#### Task instructions
a: In the news report on German cult members released in Tenerife, list every number that counts people, with what each one counts.
b: Answer these questions using the news report on German cult members released in Tenerife.
(i) What position does Mari Paz Bernal hold?
(ii) On what date was the original scheme set for the followers to kill themselves?
(iii) Where did the followers believe a space ship would pick up their bodies?
c: Write out the part of the news report on German cult members released in Tenerife that begins with the words "The leader, Heide" and ends after the words "northwest African coast.".

#### Excerpt provided

--------------------------------

German Cult Members Released
ASSOCIATED PRESS
SANTA CRUZ DE TENERIFE, Canary Islands (AP) -- Nineteen Germans linked to a suspected doomsday religious sect were released without charge Tuesday, a day after being arrested for allegedly planning to take part in a mass suicide.
The 19, including three children, were taken into custody late Monday after police searched a house owned by their jailed leader, said Mari Paz Bernal, a spokeswoman for the Interior Ministry.
The leader, Heide Fittkau-Garthe, was arrested last week and accused of an earlier plot to lead her 31 followers in a mass suicide. According to police, the original scheme called for the followers to kill themselves on Jan. 8 -- the day they reportedly believed the world would end.
Fittkau-Garthe has denied the claims of a group plot to take their lives.
The followers, police said, believed a space ship would come and pick up their bodies at Teide mountain on Tenerife, one of seven islands in the Canary archipelago, located off the northwest African coast.

--------------------------------

#### Information provided
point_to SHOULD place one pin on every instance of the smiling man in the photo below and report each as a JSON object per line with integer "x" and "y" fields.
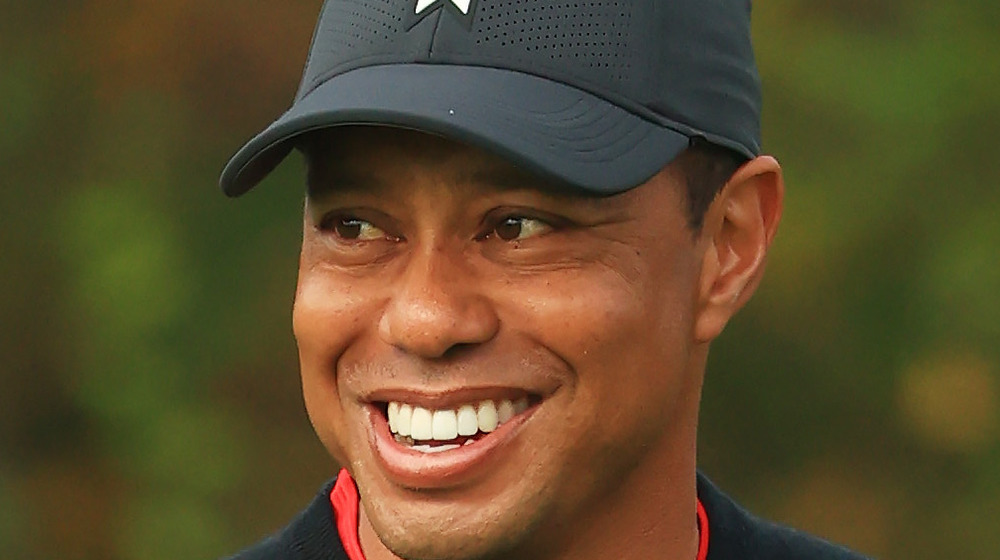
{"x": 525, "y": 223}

--------------------------------

#### Task answers
a:
- Nineteen (19): Germans linked to the suspected doomsday sect who were arrested and then released without charge
- Three: children among those 19
- 31: followers the leader was accused of planning to lead in a mass suicide

b:
(i) She is a spokeswoman for the Interior Ministry.
(ii) Jan. 8.
(iii) At Teide mountain on Tenerife.

c:
The leader, Heide Fittkau-Garthe, was arrested last week and accused of an earlier plot to lead her 31 followers in a mass suicide. According to police, the original scheme called for the followers to kill themselves on Jan. 8 -- the day they reportedly believed the world would end.
Fittkau-Garthe has denied the claims of a group plot to take their lives.
The followers, police said, believed a space ship would come and pick up their bodies at Teide mountain on Tenerife, one of seven islands in the Canary archipelago, located off the northwest African coast.